— Excerto —

Ainda é cedo para tirar grandes conclusões, mas para já
Filipa Marques está feliz. “Adoro o estilo de vida nórdico. A sensação que
tenho é a de passar do caos e da desorganização para um sítio onde, de repente,
tudo funciona”, conta numa conversa telefónica, enquanto se reunia com colegas
num final de tarde para uma iniciativa de “knit and drink”, ou seja, conversar,
beber um copo e tricotar.
Não existe um estudo oficial digno desse nome sobre a
emigração científica portuguesa, vulgo "fuga de cérebros". “Não temos
números que nos indiquem fielmente quem está a sair do sistema”, admite o presidente
da Fundação para a Ciência e a Tecnologia (FCT), Miguel Seabra. “Obviamente que
tenho tido conhecimento de pessoas que se vão embora. Tentámos quantificar isso
minimamente. Não sei se os números são fiáveis, mas são surpreendentemente
poucos para as queixas que temos”, acrescenta o presidente da principal
instituição financiadora do sistema científico português e responsável pela
definição e execução das políticas de ciência.
Ainda que sem números fiáveis de quem parte, a seta também
está a vir no sentido de Portugal, sublinha Miguel Seabra, como diz mostrarem
os novos contratos, a cinco anos, com doutorados no concurso Investigador FCT.
“O Investigador FCT é uma imigração de alto nível, de competitividade a nível
internacional e que quer vir para Portugal.”
Entre os 369 investigadores FCT contratados, em 2012 e 2013,
48 estavam no estrangeiro: “Não estando em Portugal, foi-lhes oferecido
contrato para trabalhar cá. Metade destas pessoas que vem trabalhar para
Portugal não é portuguesa e fez carreira fora. Sem este mecanismo do
Investigador FCT é que não tínhamos sequer possibilidade de trazer estas quase
50 pessoas”, defende Miguel Seabra. “Mesmo que o vector seja ainda no sentido
de sair de Portugal, há pelo menos uma seta no caminho inverso.”
Cerca de 25 mil precários?

— Dados fornecidos —
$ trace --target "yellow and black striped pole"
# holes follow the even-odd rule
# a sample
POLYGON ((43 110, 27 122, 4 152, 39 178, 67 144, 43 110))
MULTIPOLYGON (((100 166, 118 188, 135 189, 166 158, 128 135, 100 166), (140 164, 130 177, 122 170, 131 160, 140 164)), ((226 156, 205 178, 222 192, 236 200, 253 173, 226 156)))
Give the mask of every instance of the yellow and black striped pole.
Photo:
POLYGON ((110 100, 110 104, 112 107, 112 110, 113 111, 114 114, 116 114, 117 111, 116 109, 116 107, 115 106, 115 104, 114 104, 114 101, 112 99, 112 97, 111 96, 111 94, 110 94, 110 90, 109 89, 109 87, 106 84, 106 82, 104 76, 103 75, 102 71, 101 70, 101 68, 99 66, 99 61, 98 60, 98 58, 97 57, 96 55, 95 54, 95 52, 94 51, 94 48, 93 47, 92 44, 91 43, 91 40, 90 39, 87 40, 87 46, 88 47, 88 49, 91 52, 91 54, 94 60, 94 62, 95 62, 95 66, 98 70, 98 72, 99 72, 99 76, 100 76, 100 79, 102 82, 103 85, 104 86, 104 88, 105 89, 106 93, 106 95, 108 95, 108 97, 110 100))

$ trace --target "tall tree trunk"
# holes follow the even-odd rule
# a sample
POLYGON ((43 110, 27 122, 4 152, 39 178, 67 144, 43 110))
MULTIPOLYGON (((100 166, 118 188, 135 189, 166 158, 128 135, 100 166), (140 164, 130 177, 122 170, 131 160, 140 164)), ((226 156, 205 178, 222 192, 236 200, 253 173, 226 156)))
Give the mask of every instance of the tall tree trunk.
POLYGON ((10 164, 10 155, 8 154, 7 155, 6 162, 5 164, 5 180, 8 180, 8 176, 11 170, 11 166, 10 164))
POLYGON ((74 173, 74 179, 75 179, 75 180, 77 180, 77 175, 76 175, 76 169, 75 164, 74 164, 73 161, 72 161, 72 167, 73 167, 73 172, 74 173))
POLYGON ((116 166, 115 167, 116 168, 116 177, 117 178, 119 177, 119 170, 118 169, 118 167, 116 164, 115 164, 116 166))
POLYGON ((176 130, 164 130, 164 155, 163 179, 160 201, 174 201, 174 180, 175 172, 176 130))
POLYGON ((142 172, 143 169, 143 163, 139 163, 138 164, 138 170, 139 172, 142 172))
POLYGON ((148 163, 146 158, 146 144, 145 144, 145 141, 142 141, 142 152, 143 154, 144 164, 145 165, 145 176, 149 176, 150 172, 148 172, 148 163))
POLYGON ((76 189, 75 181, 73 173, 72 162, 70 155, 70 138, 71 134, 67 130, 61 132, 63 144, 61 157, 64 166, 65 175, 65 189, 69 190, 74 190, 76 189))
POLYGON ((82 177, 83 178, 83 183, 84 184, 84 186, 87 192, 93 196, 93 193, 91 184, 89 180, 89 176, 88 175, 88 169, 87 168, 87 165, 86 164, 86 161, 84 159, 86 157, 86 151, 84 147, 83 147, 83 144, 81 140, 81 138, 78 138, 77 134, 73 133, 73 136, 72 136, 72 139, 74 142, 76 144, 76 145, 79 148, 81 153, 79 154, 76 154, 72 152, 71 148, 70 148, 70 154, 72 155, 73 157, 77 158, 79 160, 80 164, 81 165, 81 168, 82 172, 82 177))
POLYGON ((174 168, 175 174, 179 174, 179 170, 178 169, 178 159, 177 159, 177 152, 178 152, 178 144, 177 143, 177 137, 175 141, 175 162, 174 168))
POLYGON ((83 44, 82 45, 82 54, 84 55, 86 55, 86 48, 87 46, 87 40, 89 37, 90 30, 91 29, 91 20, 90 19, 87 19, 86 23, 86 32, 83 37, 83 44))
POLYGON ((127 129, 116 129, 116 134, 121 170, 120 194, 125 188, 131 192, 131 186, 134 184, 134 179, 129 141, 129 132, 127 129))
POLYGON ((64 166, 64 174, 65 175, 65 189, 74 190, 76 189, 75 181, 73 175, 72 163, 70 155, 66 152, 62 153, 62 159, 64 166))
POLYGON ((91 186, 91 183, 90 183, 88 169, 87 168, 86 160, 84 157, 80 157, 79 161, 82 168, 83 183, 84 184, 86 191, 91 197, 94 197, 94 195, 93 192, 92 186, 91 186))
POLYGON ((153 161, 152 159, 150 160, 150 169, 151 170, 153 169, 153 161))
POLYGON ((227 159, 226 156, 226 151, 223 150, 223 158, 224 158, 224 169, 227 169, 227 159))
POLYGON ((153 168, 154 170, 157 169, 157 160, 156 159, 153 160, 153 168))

— Tarefa a realizar —
Copie sem qualquer alteração o trecho do excerto sobre a emigração científica que começa em "Ainda que sem" e termina em "concurso Investigador FCT.". Os dados constituem material independente do excerto.

— Em resposta —
Ainda que sem números fiáveis de quem parte, a seta também
está a vir no sentido de Portugal, sublinha Miguel Seabra, como diz mostrarem
os novos contratos, a cinco anos, com doutorados no concurso Investigador FCT.